***** DOCUMENT EXCERPT

Well I'll be, Ladies and Gentlemen, we are in the presents of Greatness! Welcome aboard, its about time.


----------



## Dennis (Jan 26, 2012)

chris kennedy said:
			
		

> Well I'll be, Ladies and Gentlemen, we are in the presents of Greatness! Welcome aboard, its about time.


I was planning to mess with you a bit but I decided to fess up-- good to see ya- now teach me something.


----------



## mark handler (Jan 26, 2012)

dennis said:
			
		

> okay so let's drag this out some more.  If i build an attached garage to my house and have no communication to the house, then do i need a smoke detector there?


no     .. .


----------



## chris kennedy (Jan 26, 2012)

Dennis said:
			
		

> now teach me something.


Not only would I charge for the X-tra to install the smoke, I would charge for your research time here.

BTW, this place is the best. First forum I log into when I get up and when I get home.


----------



## Dennis (Jan 26, 2012)

mark handler said:
			
		

> no     .. .


Is the garage any different then this isolated storage room?  Suppose there was a garage door on this room and I could drive in as my garage is setup.


----------



## Dennis (Jan 26, 2012)

chris kennedy said:
			
		

> BTW, this place is the best.


It better be for the price you charged me.


----------



## cda (Jan 26, 2012)

Without seeing it in person hard to call but may fall under

On each additional story of the dwelling, including basements and habitable attics


----------



## Dennis (Jan 26, 2012)

cda said:
			
		

> Without seeing it in person hard to call but may fall underOn each additional story of the dwelling, including basements and habitable attics


The structure is a 2 story addition that is attached to the side of an existing 3 story house-- this room does not communicate with the house-- no windows, stairs just an exterior door.  If that door became a garage door we would not need a SD yet because it has a regular door we need a SD?????  Sounds painfully odd.  No different then the scenario I stated above with a garage attached to the side of the house.


----------



## mark handler (Jan 26, 2012)

Dennis said:
			
		

> Is the garage any different then this isolated storage room?  Suppose there was a garage door on this room and I could drive in as my garage is setup.


Same reason you should not place one in a kitchen or bath


----------



## Dennis (Jan 27, 2012)

mark handler said:
			
		

> Same reason you should not place one in a kitchen or bath


I think you are missing my point.  The need for a smoke alarm in this space is synonymous to installing one in a garage that does not communicate to the house.  Yes, of course a garage may be a bad idea because of the exhaust but I am trying to show how these spacing are not different other than a car being in one.

**********
***** DATA EXCERPT

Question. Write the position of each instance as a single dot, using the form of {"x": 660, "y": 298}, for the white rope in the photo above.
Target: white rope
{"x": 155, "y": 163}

**********

● **SHORT TASK**
In the smoke detector forum thread, how does Dennis describe the structure that contains the isolated room?

● **EXERCISE RESULT**
It is a two-story addition attached to the side of an existing three-story house.